• Stored data:
*** Begin section ***

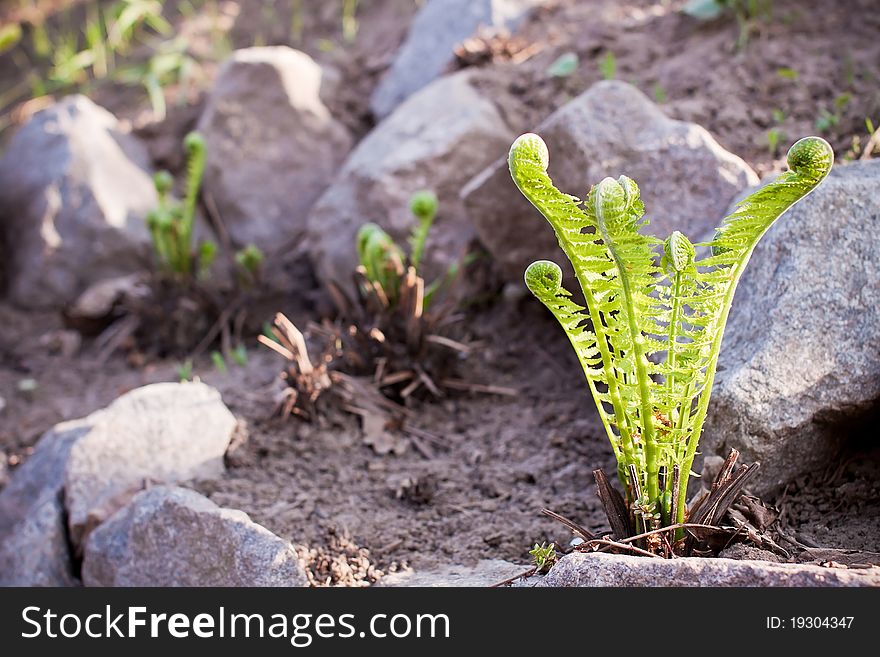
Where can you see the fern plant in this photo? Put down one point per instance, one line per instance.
(650, 332)
(171, 224)
(385, 265)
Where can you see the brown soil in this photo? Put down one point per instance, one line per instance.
(498, 460)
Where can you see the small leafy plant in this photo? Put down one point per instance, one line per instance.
(650, 332)
(171, 224)
(384, 265)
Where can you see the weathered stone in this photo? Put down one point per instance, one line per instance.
(616, 570)
(272, 145)
(33, 535)
(438, 139)
(486, 572)
(429, 47)
(169, 536)
(800, 360)
(74, 191)
(165, 432)
(686, 179)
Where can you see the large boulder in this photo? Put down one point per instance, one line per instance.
(164, 432)
(74, 191)
(438, 139)
(169, 536)
(430, 44)
(272, 144)
(619, 570)
(33, 536)
(686, 179)
(800, 362)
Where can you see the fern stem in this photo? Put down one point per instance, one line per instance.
(606, 200)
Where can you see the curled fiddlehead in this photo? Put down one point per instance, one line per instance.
(651, 351)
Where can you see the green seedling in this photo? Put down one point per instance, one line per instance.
(608, 66)
(171, 224)
(543, 556)
(564, 66)
(239, 355)
(10, 35)
(184, 371)
(219, 362)
(775, 135)
(649, 334)
(828, 120)
(384, 263)
(746, 12)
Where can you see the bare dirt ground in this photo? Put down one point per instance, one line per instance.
(498, 459)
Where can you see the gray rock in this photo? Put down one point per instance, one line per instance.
(165, 432)
(272, 145)
(33, 535)
(429, 47)
(615, 570)
(74, 191)
(800, 351)
(686, 179)
(438, 139)
(169, 536)
(485, 573)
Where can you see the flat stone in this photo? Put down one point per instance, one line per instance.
(799, 362)
(616, 570)
(33, 534)
(168, 536)
(74, 191)
(438, 139)
(486, 572)
(272, 145)
(164, 432)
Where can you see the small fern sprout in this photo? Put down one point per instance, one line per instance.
(649, 334)
(423, 205)
(171, 224)
(382, 260)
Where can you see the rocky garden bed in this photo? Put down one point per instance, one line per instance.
(161, 448)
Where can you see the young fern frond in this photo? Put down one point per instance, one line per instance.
(642, 314)
(195, 147)
(171, 224)
(423, 206)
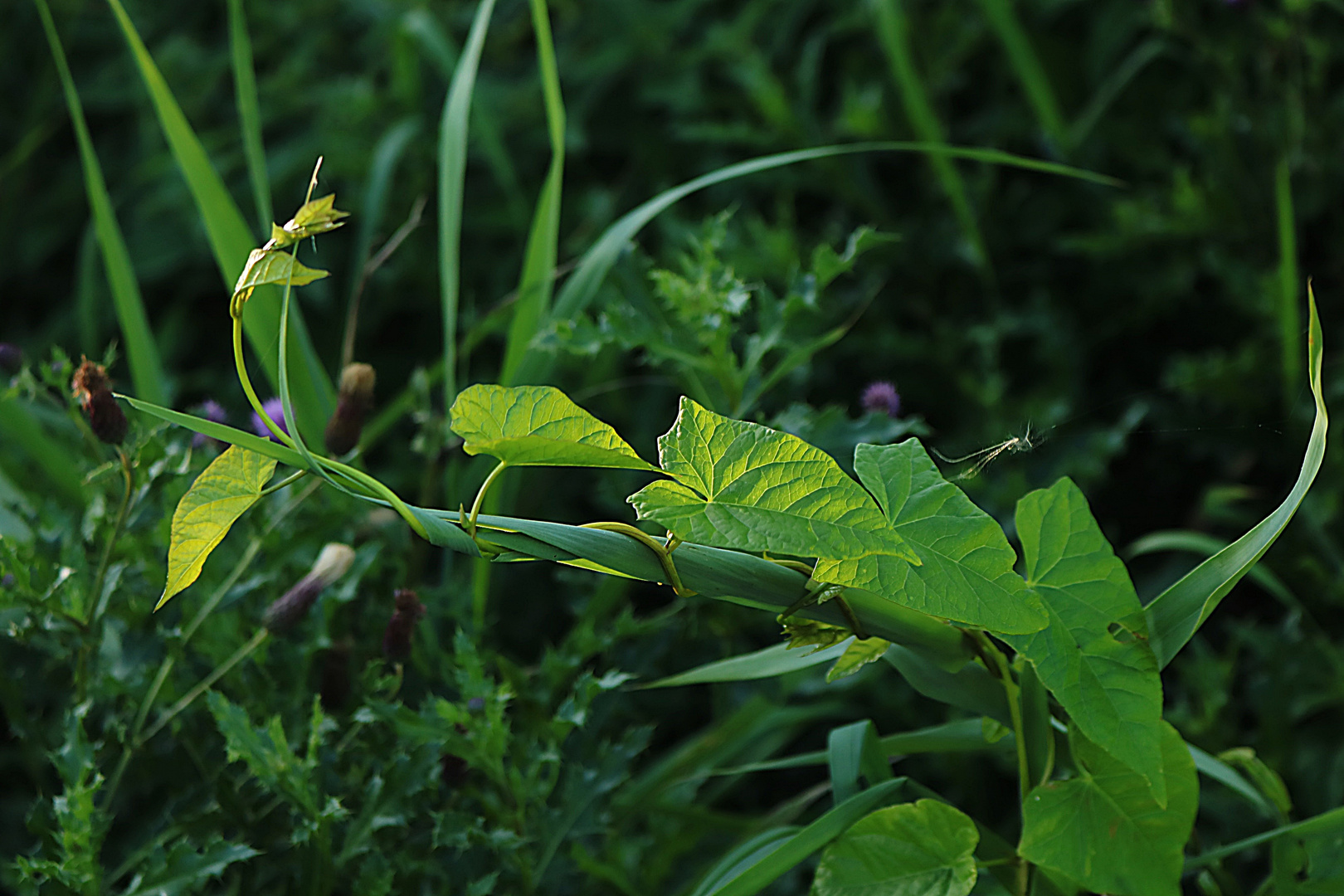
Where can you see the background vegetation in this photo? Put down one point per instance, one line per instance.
(1151, 336)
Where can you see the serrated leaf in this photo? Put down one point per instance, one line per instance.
(1094, 655)
(967, 564)
(750, 488)
(538, 426)
(1105, 830)
(856, 655)
(184, 868)
(914, 850)
(222, 494)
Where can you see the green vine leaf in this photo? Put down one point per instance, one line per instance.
(1103, 829)
(538, 426)
(270, 266)
(1094, 655)
(216, 500)
(914, 850)
(750, 488)
(967, 564)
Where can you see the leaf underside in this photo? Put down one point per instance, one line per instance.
(750, 488)
(1094, 655)
(967, 564)
(538, 426)
(1105, 830)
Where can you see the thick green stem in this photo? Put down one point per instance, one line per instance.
(100, 603)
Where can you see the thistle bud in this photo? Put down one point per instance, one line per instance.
(353, 401)
(397, 637)
(11, 358)
(91, 388)
(882, 397)
(285, 613)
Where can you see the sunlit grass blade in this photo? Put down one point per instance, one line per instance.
(1285, 309)
(147, 371)
(894, 37)
(1209, 546)
(537, 282)
(1113, 85)
(1027, 66)
(452, 173)
(231, 241)
(1175, 616)
(597, 262)
(440, 51)
(777, 660)
(249, 113)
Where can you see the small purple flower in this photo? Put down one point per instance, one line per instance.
(275, 411)
(212, 411)
(882, 397)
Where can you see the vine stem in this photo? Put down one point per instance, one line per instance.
(100, 603)
(1001, 670)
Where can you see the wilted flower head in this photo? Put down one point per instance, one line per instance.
(353, 402)
(212, 411)
(882, 397)
(331, 564)
(397, 637)
(275, 411)
(93, 390)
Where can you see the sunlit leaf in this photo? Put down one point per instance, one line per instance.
(750, 488)
(916, 850)
(217, 499)
(1094, 655)
(538, 426)
(967, 564)
(1103, 829)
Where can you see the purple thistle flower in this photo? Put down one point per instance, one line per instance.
(212, 411)
(882, 398)
(275, 411)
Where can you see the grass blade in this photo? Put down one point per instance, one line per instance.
(1112, 88)
(769, 865)
(249, 113)
(535, 286)
(1175, 616)
(452, 173)
(1027, 66)
(894, 35)
(147, 371)
(1289, 319)
(597, 262)
(776, 660)
(231, 241)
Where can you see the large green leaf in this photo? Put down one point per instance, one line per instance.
(967, 563)
(750, 488)
(1175, 616)
(916, 850)
(1094, 655)
(216, 500)
(1105, 830)
(538, 426)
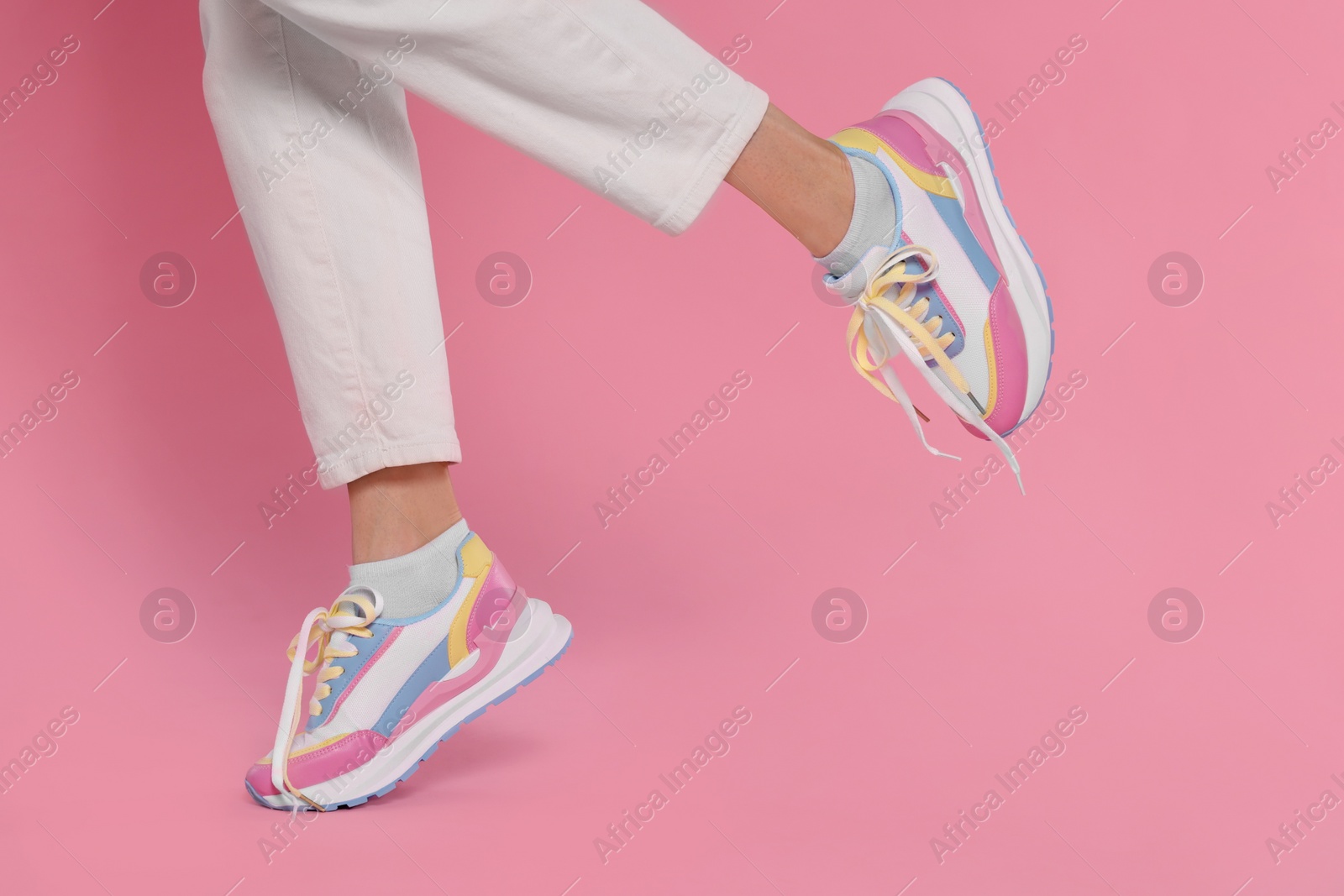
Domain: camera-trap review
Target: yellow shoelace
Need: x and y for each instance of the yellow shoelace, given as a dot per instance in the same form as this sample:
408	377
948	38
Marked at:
909	315
318	629
880	327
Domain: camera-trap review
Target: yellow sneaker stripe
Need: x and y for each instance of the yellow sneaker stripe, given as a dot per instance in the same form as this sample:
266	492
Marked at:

*** End section ***

• Assignment: Your copy should hold only the lines running from the one that contains "Where can you see the large green" through the final line of the data; transcribe them exactly, both ends included, and leave pictures out.

• Exercise result:
Where can you see the large green leaf in this photo? Put down one point per instance, one line per instance.
(967, 563)
(750, 488)
(1175, 616)
(916, 850)
(1094, 655)
(216, 500)
(1105, 830)
(538, 426)
Domain: camera-trap review
Target: yellow shoelace
Need: x and y for each instance of the yellow shoelace, given as a dot per instance in the same form as this sample:
408	377
948	38
Marked at:
909	315
318	629
880	327
Domain: camera-trap review
Target: yellow sneaker stripe
Need: x and y for each instance of the yellow sneaker stripe, given as a dot per instance in the same form as this sample:
266	492
Marked at:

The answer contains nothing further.